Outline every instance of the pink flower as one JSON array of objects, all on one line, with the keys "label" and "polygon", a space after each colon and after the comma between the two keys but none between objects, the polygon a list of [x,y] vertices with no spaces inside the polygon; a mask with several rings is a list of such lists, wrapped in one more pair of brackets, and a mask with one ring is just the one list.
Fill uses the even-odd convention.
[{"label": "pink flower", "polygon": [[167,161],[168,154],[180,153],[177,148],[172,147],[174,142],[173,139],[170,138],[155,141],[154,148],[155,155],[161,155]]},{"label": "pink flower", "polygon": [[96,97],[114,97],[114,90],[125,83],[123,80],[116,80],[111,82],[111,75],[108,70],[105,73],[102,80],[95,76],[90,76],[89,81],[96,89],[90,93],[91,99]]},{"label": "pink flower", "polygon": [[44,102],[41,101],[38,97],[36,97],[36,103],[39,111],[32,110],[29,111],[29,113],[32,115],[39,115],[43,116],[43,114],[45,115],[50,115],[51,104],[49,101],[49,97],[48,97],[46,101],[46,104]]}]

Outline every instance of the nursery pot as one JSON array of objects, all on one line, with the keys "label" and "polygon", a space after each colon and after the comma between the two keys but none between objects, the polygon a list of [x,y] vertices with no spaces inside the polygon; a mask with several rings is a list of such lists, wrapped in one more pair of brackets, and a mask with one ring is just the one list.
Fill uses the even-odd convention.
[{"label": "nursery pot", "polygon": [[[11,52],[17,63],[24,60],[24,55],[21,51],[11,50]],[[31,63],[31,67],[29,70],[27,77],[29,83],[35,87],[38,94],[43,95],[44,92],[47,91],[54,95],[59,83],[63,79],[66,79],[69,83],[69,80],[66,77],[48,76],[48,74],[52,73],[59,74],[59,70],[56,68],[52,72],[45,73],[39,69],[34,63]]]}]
—————
• [Prompt]:
Print the material above once more, exactly.

• [Solution]:
Outline every instance of the pink flower as one JSON array of objects, all on one line, with the keys "label" and "polygon", a space after each colon and after the comma between the two keys but none between objects, the polygon a list of [x,y] vertices with no spaces inside the polygon; a mask with several rings is a list of such lists, wrapped in one more pair of brackets, and a mask with one ring is just the one list.
Fill uses the even-odd convention.
[{"label": "pink flower", "polygon": [[167,161],[168,154],[180,153],[177,148],[172,147],[174,142],[173,139],[170,138],[155,141],[154,148],[155,155],[161,155]]},{"label": "pink flower", "polygon": [[96,97],[114,97],[114,90],[125,83],[123,80],[116,80],[111,82],[111,75],[108,70],[105,73],[102,80],[95,76],[90,76],[89,81],[96,89],[90,93],[91,99]]},{"label": "pink flower", "polygon": [[44,102],[41,101],[38,97],[36,97],[36,103],[39,111],[32,110],[29,111],[29,113],[32,115],[39,115],[43,116],[43,114],[45,115],[50,115],[51,104],[49,101],[49,97],[48,97],[46,101],[46,104]]}]

Outline every instance of the nursery pot as one JSON array of objects, all on one line, with the keys "label" and "polygon", a space after each colon and after the comma between the two keys but none between objects, the polygon a list of [x,y] vertices with no spaces inside the polygon; a mask with several rings is a list of such lists, wrapped in one more pair of brackets, and a mask with one ring is just the one list.
Fill uses the even-odd convention.
[{"label": "nursery pot", "polygon": [[[11,52],[17,63],[24,60],[24,55],[21,51],[11,50]],[[31,63],[31,67],[29,70],[27,77],[29,83],[35,87],[38,94],[43,95],[44,92],[47,91],[54,95],[59,83],[63,79],[66,79],[69,83],[69,80],[66,77],[48,76],[48,74],[52,73],[59,74],[59,70],[56,68],[52,72],[45,73],[39,69],[34,63]]]}]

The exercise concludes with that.